Listed records>

****

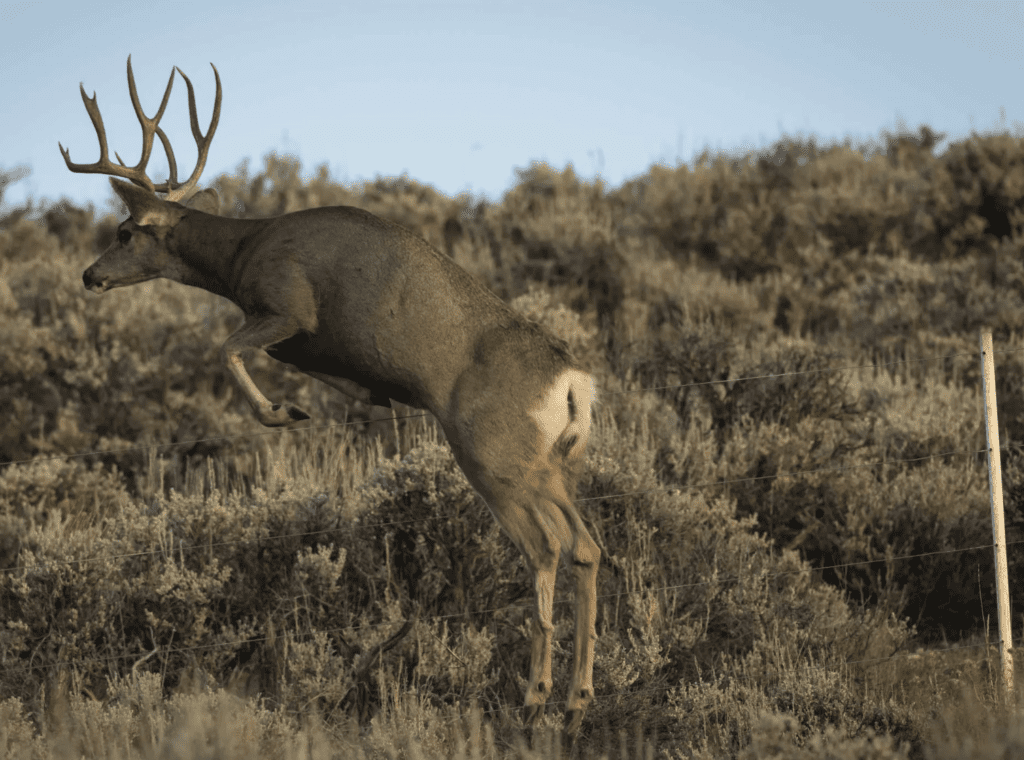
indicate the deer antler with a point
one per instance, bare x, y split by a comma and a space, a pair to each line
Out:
151, 127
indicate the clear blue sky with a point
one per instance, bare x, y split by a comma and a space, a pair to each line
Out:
459, 93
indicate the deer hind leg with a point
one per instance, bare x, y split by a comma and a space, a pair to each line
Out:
260, 333
586, 556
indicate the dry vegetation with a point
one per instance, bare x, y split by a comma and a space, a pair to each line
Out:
207, 588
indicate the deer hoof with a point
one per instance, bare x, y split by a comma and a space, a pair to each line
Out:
532, 715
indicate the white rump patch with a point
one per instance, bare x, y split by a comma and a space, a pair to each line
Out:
552, 413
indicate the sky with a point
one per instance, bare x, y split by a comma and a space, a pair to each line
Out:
460, 94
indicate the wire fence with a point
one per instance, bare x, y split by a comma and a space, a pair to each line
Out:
169, 651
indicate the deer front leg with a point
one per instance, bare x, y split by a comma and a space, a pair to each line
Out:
260, 333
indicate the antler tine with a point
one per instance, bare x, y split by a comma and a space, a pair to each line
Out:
150, 126
176, 192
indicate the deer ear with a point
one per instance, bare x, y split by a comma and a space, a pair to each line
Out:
142, 205
206, 201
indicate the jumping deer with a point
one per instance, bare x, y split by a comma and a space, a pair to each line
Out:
373, 310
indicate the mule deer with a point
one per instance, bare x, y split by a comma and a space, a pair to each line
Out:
373, 310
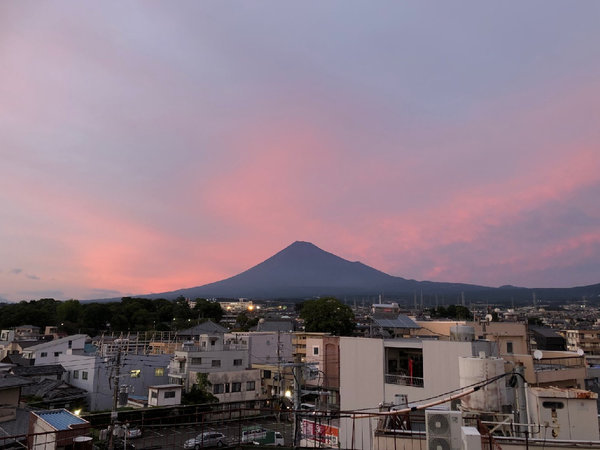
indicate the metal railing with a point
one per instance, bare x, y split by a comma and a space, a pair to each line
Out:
403, 380
558, 363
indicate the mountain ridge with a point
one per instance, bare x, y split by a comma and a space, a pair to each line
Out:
303, 270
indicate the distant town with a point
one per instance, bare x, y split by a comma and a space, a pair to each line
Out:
367, 373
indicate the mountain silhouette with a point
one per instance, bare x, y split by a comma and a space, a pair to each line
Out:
304, 270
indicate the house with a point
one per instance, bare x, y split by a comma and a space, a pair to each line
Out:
207, 354
10, 395
323, 356
264, 347
50, 352
56, 429
96, 374
374, 371
164, 395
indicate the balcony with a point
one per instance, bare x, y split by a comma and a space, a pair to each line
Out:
570, 362
403, 380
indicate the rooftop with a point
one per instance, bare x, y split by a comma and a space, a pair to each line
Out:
60, 419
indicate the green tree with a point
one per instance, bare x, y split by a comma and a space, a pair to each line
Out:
328, 315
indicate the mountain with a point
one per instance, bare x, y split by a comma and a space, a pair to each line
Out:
303, 270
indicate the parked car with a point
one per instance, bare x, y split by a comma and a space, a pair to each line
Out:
206, 439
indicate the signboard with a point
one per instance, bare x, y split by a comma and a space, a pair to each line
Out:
322, 433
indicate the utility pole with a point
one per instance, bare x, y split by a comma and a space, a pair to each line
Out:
114, 414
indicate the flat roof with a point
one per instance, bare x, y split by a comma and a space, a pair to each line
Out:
60, 419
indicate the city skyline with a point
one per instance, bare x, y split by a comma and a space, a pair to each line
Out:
152, 147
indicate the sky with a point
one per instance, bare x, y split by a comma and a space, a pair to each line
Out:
151, 146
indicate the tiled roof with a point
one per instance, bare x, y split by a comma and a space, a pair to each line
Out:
60, 419
401, 321
10, 381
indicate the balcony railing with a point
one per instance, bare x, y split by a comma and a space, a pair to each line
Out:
558, 363
403, 380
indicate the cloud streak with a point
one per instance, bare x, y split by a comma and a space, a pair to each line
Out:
153, 149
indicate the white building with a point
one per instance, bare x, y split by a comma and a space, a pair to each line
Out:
164, 395
264, 347
51, 351
96, 374
374, 371
208, 354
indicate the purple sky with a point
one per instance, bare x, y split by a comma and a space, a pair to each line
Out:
150, 146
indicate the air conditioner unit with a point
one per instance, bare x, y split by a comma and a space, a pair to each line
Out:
443, 429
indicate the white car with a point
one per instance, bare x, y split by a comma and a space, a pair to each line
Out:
206, 439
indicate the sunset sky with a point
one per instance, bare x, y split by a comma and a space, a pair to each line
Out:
150, 146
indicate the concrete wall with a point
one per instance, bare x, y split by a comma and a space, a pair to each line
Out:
361, 386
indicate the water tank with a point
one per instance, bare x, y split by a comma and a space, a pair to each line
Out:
492, 396
462, 333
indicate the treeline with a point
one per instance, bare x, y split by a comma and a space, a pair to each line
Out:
130, 314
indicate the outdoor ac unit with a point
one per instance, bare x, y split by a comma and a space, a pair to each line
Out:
443, 429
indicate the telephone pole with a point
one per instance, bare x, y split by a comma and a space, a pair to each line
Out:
114, 414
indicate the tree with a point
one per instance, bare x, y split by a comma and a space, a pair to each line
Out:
328, 315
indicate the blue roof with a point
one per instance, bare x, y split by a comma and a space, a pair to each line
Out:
401, 321
60, 419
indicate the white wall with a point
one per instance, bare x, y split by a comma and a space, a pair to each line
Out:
361, 386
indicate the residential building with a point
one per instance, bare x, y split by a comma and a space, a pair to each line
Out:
51, 351
96, 374
586, 340
299, 344
56, 429
264, 347
208, 354
10, 395
164, 395
323, 355
374, 371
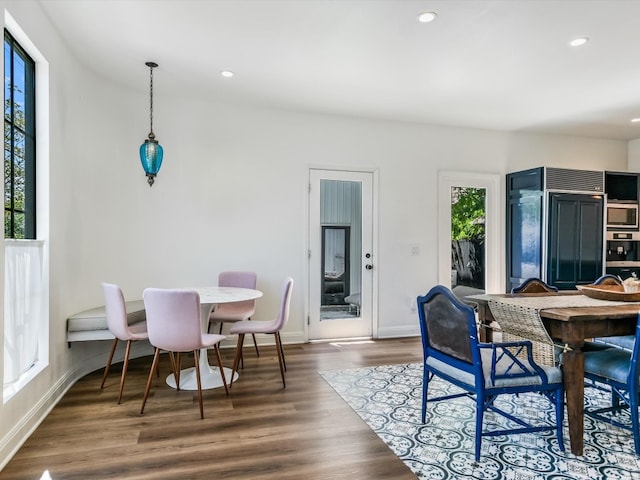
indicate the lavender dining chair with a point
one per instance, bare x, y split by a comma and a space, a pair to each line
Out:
121, 330
173, 323
235, 311
271, 327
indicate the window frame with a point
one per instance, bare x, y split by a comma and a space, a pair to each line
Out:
15, 228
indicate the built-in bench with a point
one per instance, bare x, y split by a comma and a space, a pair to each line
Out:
92, 324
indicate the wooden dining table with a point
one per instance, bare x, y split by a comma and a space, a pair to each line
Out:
571, 326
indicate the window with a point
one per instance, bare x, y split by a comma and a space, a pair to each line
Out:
26, 289
19, 142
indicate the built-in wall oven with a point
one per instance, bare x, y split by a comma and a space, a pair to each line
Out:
623, 253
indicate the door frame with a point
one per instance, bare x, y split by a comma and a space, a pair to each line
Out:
494, 232
374, 245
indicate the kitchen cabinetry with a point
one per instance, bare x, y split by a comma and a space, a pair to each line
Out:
623, 239
555, 228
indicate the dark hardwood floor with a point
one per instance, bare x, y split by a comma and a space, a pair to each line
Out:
260, 431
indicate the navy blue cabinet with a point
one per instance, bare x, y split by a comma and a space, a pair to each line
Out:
575, 239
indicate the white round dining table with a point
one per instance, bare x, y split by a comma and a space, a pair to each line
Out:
210, 375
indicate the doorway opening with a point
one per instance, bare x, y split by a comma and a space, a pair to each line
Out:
468, 259
462, 198
340, 254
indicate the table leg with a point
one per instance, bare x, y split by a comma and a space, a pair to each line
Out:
209, 375
573, 366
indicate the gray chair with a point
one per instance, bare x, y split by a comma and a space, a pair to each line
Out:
235, 311
121, 330
534, 285
271, 327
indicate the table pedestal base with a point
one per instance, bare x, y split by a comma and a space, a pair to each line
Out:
210, 378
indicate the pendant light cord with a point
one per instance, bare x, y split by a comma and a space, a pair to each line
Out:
151, 98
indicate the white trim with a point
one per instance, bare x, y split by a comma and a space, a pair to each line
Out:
494, 274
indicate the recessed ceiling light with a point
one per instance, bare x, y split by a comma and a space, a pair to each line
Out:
427, 17
577, 42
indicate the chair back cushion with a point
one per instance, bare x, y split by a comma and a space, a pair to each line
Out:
445, 324
173, 319
534, 285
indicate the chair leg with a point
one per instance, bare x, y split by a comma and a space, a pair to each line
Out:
280, 358
195, 357
108, 365
125, 364
222, 375
154, 365
255, 344
176, 372
479, 419
237, 358
559, 398
284, 363
425, 389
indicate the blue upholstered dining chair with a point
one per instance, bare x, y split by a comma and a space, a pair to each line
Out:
484, 371
618, 369
625, 342
534, 285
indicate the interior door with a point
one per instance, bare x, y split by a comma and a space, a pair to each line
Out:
341, 258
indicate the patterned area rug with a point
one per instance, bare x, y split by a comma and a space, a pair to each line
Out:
388, 399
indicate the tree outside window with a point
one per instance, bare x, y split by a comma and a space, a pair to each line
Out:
468, 215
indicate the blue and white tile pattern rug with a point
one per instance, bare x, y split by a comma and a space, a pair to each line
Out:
388, 399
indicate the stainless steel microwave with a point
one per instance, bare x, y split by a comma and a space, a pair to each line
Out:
622, 215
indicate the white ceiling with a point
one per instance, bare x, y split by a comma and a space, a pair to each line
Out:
501, 64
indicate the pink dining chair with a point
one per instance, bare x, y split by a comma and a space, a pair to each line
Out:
121, 330
235, 311
272, 327
173, 323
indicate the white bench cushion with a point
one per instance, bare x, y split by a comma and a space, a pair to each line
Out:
92, 324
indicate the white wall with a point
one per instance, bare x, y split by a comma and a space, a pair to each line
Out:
231, 195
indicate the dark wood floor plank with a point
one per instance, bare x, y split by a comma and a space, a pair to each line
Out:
259, 432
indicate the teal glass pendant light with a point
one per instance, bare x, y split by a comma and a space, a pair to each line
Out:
151, 151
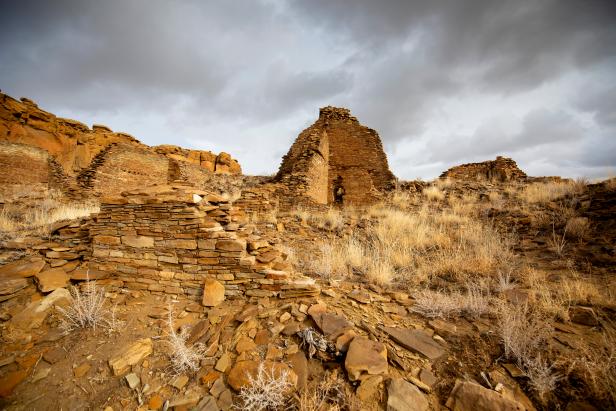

****

Activity> Copy out each line of the data above, exactly, if it lies between the line holding "indicate the white rump patch with a point" and the line holding "indicate the deer front leg with a point", inclusive; copy no other line.

Answer for this exercise>
indicate the white rump patch with a point
one per instance, bare x, y split by a comma and a space, a pair to each line
Out:
552, 413
indicate the sky with a point
one per instance, bare x, y split by a comma and a space, a pair to each line
Out:
460, 94
indicate the wire fence with a point
one per instance, bare x, y split by a comma and a space, a pair to each line
Out:
169, 651
indicate the deer front leg with a point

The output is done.